**BRIEF 1**
Answer each question using the box office article below, and mark each answer with the same letter.
(a) How much did "Dunkirk" collect over the weekend, according to the estimate?
(b) About how much did Sony spend to make "The Emoji Movie"?
(c) What positive score did "The Emoji Movie" have on Rotten Tomatoes as of Sunday?
**BRIEF 2**
Continue the box office article below, starting after its last sentence.

**PASSAGE**
- - -

ʻThe Emoji Movieʼ Starts Strong as ʻDunkirkʼ Stays at No. 1
LOS ANGELES — The disconnect between Hollywood's taste and that of the masses has rarely been more sharply drawn as it was over the weekend, as the stylish "Atomic Blonde" sputtered and "The Emoji Movie" pushed past horrified critics to become a box office success.
The No. 1 movie in North America was again Christopher Nolan's sophisticated "Dunkirk" (Warner Bros.), which collected an estimated $28.1 million, for a two-week domestic total of $102.8 million, according to comScore. "Dunkirk" has benefited from strong turnout at Imax theaters and other cinemas offering premium-priced, large-format screenings.
But "The Emoji Movie" (Sony) was an unexpectedly close second. To double takes in Hollywood, that animated film took in about $25.7 million. Sony is now on a box office roll following stellar results earlier this summer for "Baby Driver" and "Spider-Man: Homecoming." (The next hurdle for the studio: "The Dark Tower," which arrives on Friday.)
Sony spent about $50 million to make "The Emoji Movie." Most animated movies cost at least $85 million.
Critics hated "The Emoji Movie," which had an 8 percent positive score on Rotten Tomatoes, the review-aggregation site, as of Sunday. The movie is about an emoji named Gene (voiced by T.J. Miller) who lives in a teenager's phone and is considered a glitch because of his versatile emotional abilities. He sets out to become a simple "meh" emoji like his parents.

- - -

**DATA EXTRACT**
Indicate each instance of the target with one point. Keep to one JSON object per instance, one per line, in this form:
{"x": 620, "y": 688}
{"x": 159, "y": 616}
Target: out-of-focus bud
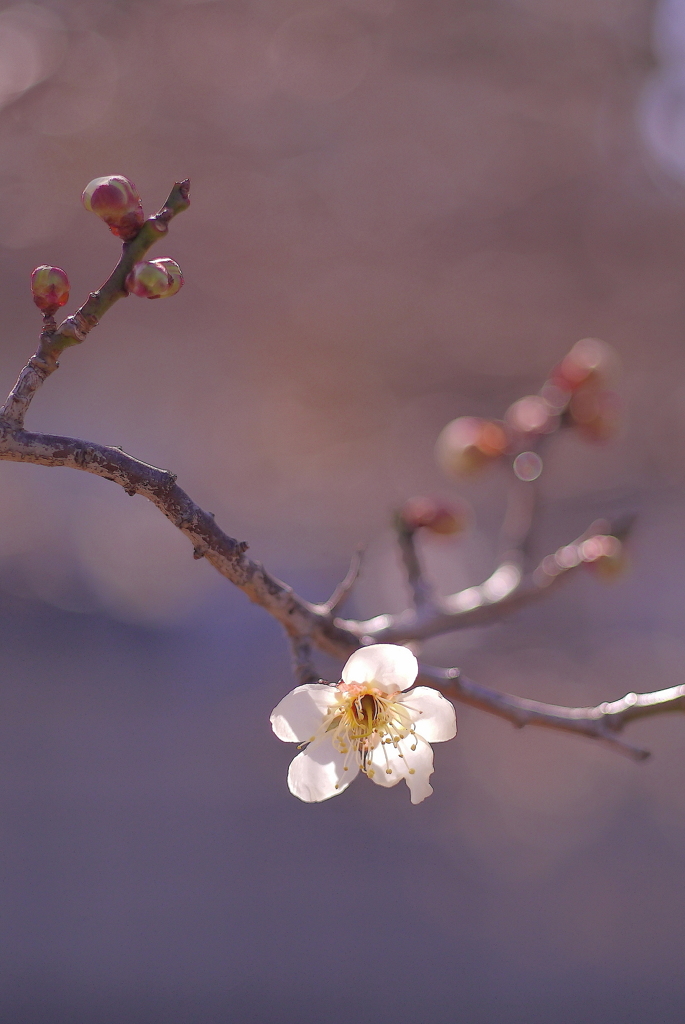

- - -

**EXPECTED OUTPUT 1**
(a) An estimated $28.1 million.
(b) About $50 million.
(c) 8 percent.

**EXPECTED OUTPUT 2**
Rival studios have spent the summer mocking Sony for backing "The Emoji Movie" with a full-throated marketing campaign, including a stunt at the Cannes Film Festival involving a parasailing actor, confetti and people in emoji costumes. Surely, sniffed the film elite, Sony was delusional if it thought it could make something out of such dreck.
But never underestimate two things — the taste of the American public, to paraphrase H.L. Mencken, and the nag factor. Sony plastered a handful of cities with "Emoji Movie" posters and billboards starting in May, much earlier than is typical, to position the film as a summer event and get children to start pestering their parents to go see it. Sony also spent months dispatching actors in emoji costumes.
"We focused on giving these characters a personality -- make them go from an emoji to something dimensionalized you want to go on a journey with," Josh Greenstein, Sony's president of worldwide marketing and distribution, said by phone Sunday.